Source data
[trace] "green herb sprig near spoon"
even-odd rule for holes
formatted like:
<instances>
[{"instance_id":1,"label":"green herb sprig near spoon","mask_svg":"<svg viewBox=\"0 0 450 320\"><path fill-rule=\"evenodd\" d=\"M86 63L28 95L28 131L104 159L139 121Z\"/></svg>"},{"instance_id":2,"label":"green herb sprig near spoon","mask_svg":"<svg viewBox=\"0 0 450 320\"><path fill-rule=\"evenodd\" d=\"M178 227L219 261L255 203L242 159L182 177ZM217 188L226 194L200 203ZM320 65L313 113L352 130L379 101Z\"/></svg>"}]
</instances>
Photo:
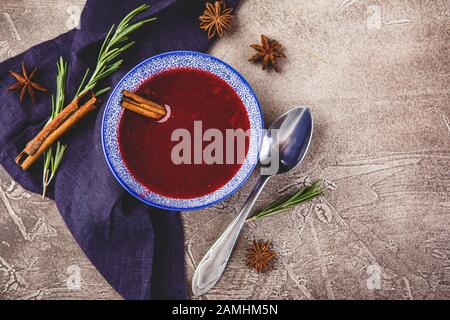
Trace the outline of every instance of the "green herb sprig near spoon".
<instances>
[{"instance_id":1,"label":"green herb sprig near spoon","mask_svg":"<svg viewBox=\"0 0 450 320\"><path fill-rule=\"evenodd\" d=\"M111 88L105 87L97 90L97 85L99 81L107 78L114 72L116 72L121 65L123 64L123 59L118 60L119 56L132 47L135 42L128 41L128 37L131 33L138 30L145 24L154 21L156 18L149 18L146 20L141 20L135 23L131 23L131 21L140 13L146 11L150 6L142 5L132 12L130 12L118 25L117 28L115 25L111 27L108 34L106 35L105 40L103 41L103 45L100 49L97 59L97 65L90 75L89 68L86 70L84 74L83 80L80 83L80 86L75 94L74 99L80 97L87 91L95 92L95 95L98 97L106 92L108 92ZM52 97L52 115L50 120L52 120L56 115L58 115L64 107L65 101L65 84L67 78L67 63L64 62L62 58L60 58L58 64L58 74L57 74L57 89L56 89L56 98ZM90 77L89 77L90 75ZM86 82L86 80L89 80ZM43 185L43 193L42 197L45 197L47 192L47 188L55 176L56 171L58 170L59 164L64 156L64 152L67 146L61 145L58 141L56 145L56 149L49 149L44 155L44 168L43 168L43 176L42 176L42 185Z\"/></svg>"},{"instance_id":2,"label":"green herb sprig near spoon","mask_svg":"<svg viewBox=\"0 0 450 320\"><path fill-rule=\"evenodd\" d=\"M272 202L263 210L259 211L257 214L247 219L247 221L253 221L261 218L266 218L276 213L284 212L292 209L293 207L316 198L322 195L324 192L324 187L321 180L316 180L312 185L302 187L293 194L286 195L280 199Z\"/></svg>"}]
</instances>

Short exercise: Rewrite all of the rows with "Trace the outline of" replaced by "Draw the boundary around" and everything else unchanged. Leave the pictures out.

Reply to the task:
[trace] "green herb sprig near spoon"
even-odd rule for holes
formatted like:
<instances>
[{"instance_id":1,"label":"green herb sprig near spoon","mask_svg":"<svg viewBox=\"0 0 450 320\"><path fill-rule=\"evenodd\" d=\"M86 63L28 95L28 131L104 159L139 121Z\"/></svg>"},{"instance_id":2,"label":"green herb sprig near spoon","mask_svg":"<svg viewBox=\"0 0 450 320\"><path fill-rule=\"evenodd\" d=\"M178 227L219 261L255 203L242 159L182 177ZM217 188L226 194L200 203ZM320 65L313 113L352 130L379 101Z\"/></svg>"}]
</instances>
Photo:
Draw the boundary around every instance of the "green herb sprig near spoon".
<instances>
[{"instance_id":1,"label":"green herb sprig near spoon","mask_svg":"<svg viewBox=\"0 0 450 320\"><path fill-rule=\"evenodd\" d=\"M111 88L105 87L97 90L97 85L99 81L107 78L114 72L116 72L121 65L123 64L123 59L118 60L119 56L132 47L135 42L128 41L128 37L131 33L138 30L145 24L154 21L156 18L149 18L146 20L141 20L135 23L131 23L131 21L140 13L146 11L150 6L142 5L132 12L130 12L118 25L117 28L115 25L111 27L108 34L106 35L105 40L103 41L103 45L100 49L97 59L97 65L90 75L89 68L86 70L84 74L83 80L80 83L80 86L75 94L74 99L80 97L87 91L95 92L95 95L98 97L106 92L108 92ZM52 97L52 115L50 120L52 120L56 115L58 115L64 107L65 101L65 84L67 78L67 63L64 62L62 58L60 58L58 64L58 74L57 74L57 89L56 89L56 98ZM90 77L89 77L90 75ZM86 82L86 80L89 80ZM43 185L43 193L42 197L45 197L47 192L47 188L55 176L56 171L58 170L59 164L64 156L64 152L67 146L61 145L58 141L56 145L56 149L49 149L44 155L44 168L43 168L43 176L42 176L42 185Z\"/></svg>"},{"instance_id":2,"label":"green herb sprig near spoon","mask_svg":"<svg viewBox=\"0 0 450 320\"><path fill-rule=\"evenodd\" d=\"M272 202L263 210L259 211L257 214L247 219L247 221L253 221L261 218L266 218L276 213L284 212L292 209L293 207L316 198L322 195L324 192L324 187L321 180L316 180L312 185L302 187L293 194L286 195L280 199Z\"/></svg>"}]
</instances>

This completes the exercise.